Nei nostri archivi la documentazione è corposa: lettere autografe con le quali Marinetti non solo ordinava ai Sovrintendenti dei musei di acquistare la tal opera, purchè futurista, dal tal gallerista perché quell’artista “aveva più bisogno” di un altro, ma a volte vendeva lui stesso opere, come nel caso della spettacolare “Linea Unica della Continuità nello Spazio” di Boccioni, oggi custodita al Museo del ‘900 e che vediamo ogni giorno sulle monete da 20 centesimi.  Certo, non sfugge che il tutto fosse opinabile, e certamente poco democratico, oltre che piuttosto “fascista” nella modalità, cosa che peraltro costò poi cara ad alcuni Dirigenti museali come Giorgio Nicodemi, che fu epurato anche proprio in ragione delle tante acquisizioni ritenute “facili” fatte negli anni del Regime.  E Marinetti, come D’Annunzio (che lo definì “un cretino fosforescente”, salvo poi diventarne fraterno amico durante le giornate di Fiume) paga caramente i suoi rapporti col Fascismo in una damnatio memoriae che ancora perdura. Ma a suo discapito, va detto che le acquisizioni da lui imposte ai musei pubblici furono spesso degli affari colossali, che hanno oggi un valore assoluto.

------------------------------

**Cosa fare:**
**A)** Nel brano su Marinetti e gli acquisti dei musei, con quali parole D'Annunzio definì Marinetti?
**B)** Scrivi il seguito del brano su Marinetti e gli acquisti dei musei, ripartendo da dove si ferma.

------------------------------

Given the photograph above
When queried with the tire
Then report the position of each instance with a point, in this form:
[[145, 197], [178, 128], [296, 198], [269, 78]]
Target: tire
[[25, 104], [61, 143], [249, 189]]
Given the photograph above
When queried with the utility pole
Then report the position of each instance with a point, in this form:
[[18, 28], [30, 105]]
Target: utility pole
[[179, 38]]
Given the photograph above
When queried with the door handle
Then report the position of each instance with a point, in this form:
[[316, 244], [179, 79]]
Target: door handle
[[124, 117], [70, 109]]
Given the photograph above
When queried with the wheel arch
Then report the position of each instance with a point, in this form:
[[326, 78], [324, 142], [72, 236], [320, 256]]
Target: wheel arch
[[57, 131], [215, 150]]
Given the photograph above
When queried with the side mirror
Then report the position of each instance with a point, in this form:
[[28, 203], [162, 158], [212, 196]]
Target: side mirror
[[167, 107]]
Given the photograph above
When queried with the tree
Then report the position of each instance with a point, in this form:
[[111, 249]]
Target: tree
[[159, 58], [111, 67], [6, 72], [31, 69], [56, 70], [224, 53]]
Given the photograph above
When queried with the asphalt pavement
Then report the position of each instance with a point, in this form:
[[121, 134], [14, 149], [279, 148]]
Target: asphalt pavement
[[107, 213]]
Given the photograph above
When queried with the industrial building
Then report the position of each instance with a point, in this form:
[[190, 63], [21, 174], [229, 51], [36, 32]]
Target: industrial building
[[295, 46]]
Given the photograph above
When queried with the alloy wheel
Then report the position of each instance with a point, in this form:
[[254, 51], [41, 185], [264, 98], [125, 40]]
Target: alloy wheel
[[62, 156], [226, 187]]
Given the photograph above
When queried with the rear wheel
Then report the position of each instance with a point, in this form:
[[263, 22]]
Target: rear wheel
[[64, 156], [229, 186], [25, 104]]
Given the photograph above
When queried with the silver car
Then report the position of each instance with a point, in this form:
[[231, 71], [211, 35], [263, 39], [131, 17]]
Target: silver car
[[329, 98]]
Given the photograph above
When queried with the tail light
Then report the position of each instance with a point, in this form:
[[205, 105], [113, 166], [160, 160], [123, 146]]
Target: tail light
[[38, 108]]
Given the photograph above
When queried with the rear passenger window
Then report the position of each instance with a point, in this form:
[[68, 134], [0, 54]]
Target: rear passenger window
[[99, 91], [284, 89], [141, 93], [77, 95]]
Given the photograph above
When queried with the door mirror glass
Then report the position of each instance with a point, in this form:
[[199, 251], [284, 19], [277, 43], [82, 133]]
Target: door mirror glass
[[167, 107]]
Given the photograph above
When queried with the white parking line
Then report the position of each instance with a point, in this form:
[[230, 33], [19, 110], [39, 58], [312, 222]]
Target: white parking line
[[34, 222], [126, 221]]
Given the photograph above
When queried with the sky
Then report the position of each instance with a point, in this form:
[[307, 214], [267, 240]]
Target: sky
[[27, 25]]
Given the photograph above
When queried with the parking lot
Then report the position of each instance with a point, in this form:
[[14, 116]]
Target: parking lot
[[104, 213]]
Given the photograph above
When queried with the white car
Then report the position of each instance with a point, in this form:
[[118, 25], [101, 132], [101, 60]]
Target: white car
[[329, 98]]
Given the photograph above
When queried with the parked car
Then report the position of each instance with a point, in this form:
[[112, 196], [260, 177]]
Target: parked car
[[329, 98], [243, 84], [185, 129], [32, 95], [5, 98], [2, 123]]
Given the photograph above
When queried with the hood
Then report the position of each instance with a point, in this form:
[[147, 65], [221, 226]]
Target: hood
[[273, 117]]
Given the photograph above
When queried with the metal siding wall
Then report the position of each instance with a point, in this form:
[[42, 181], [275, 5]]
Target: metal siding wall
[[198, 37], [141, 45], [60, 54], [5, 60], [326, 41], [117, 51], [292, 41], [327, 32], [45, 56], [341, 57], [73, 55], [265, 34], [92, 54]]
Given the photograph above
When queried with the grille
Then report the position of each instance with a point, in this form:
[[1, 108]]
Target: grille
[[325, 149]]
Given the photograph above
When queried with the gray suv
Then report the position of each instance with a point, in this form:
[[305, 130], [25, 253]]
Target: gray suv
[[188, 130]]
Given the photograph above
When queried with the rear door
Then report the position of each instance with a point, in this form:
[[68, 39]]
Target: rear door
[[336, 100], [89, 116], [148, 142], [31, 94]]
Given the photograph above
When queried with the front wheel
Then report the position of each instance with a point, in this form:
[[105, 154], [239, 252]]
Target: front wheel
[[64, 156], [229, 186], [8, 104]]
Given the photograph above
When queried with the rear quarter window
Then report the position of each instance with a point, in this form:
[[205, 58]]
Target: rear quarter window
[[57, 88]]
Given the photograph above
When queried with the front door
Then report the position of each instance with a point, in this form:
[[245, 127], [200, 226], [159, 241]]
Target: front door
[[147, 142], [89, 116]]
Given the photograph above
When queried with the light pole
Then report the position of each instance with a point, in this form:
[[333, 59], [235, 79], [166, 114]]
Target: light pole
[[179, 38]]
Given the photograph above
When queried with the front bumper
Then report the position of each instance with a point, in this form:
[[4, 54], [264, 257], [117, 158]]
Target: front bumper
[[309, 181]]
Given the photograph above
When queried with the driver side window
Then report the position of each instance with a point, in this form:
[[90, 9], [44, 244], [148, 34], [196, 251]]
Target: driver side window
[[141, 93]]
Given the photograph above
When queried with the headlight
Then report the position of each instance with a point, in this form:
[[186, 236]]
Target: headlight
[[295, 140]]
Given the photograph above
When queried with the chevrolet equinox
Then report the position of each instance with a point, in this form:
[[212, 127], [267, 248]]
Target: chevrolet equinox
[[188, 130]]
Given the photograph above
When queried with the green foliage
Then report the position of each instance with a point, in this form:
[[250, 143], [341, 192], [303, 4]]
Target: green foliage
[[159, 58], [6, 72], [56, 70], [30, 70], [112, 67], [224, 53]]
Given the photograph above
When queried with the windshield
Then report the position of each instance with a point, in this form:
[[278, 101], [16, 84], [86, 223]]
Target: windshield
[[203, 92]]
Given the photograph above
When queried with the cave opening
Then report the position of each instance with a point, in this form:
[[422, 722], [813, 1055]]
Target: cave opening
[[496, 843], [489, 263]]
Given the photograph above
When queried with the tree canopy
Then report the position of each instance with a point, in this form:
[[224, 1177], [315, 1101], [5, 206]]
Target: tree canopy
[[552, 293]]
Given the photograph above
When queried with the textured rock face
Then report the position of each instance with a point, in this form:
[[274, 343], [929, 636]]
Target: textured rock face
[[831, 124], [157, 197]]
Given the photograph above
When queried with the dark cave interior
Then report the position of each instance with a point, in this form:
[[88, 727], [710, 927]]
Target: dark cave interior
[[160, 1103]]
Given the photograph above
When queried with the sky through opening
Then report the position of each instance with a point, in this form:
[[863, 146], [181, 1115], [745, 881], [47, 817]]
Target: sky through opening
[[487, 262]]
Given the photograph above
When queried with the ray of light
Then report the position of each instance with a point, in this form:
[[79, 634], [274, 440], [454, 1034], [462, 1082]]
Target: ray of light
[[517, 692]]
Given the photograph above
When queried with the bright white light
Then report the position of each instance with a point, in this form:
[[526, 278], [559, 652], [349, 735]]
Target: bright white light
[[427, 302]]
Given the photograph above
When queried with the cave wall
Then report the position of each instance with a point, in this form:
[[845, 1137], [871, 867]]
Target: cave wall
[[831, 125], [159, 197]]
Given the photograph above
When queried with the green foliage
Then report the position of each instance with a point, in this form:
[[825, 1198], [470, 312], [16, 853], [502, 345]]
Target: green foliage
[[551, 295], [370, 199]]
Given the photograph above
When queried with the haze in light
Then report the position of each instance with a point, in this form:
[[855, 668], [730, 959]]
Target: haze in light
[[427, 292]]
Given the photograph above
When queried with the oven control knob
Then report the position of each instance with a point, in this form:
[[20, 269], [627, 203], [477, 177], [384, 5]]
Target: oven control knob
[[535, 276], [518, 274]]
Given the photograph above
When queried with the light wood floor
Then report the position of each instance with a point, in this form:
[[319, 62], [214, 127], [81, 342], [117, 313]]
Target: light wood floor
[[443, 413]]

------------------------------

**Risultati:**
**A)** Lo definì "un cretino fosforescente".

**B)**
Ma quello schema per cui un intellettuale di fama acclarata fa acquistare allo Stato opere di artisti emergenti dalle gallerie d’arte che li sostengono, fu a mio avviso qualcosa di geniale che meriterebbe di essere riscoperto, adattandolo ovviamente ai giorni nostri, in cui tanti artisti e tanti privati del mondo dell’arte sono in grande difficoltà, e in cui troppe istituzioni culturali pubbliche si trascinano stancamente senza uno scopo.

Sarebbe molto interessante che ci fosse la volontà di riconvertire i tanti luoghi pubblici della cultura assopiti e chiusi in realtà dinamiche che interagiscono con nuovi talenti, dandogli spazi e occasioni di mettersi in mostra, magari proprio con la collaborazione dei tanti dealers, galleristi e curatori della sfera privata del mondo dell’arte.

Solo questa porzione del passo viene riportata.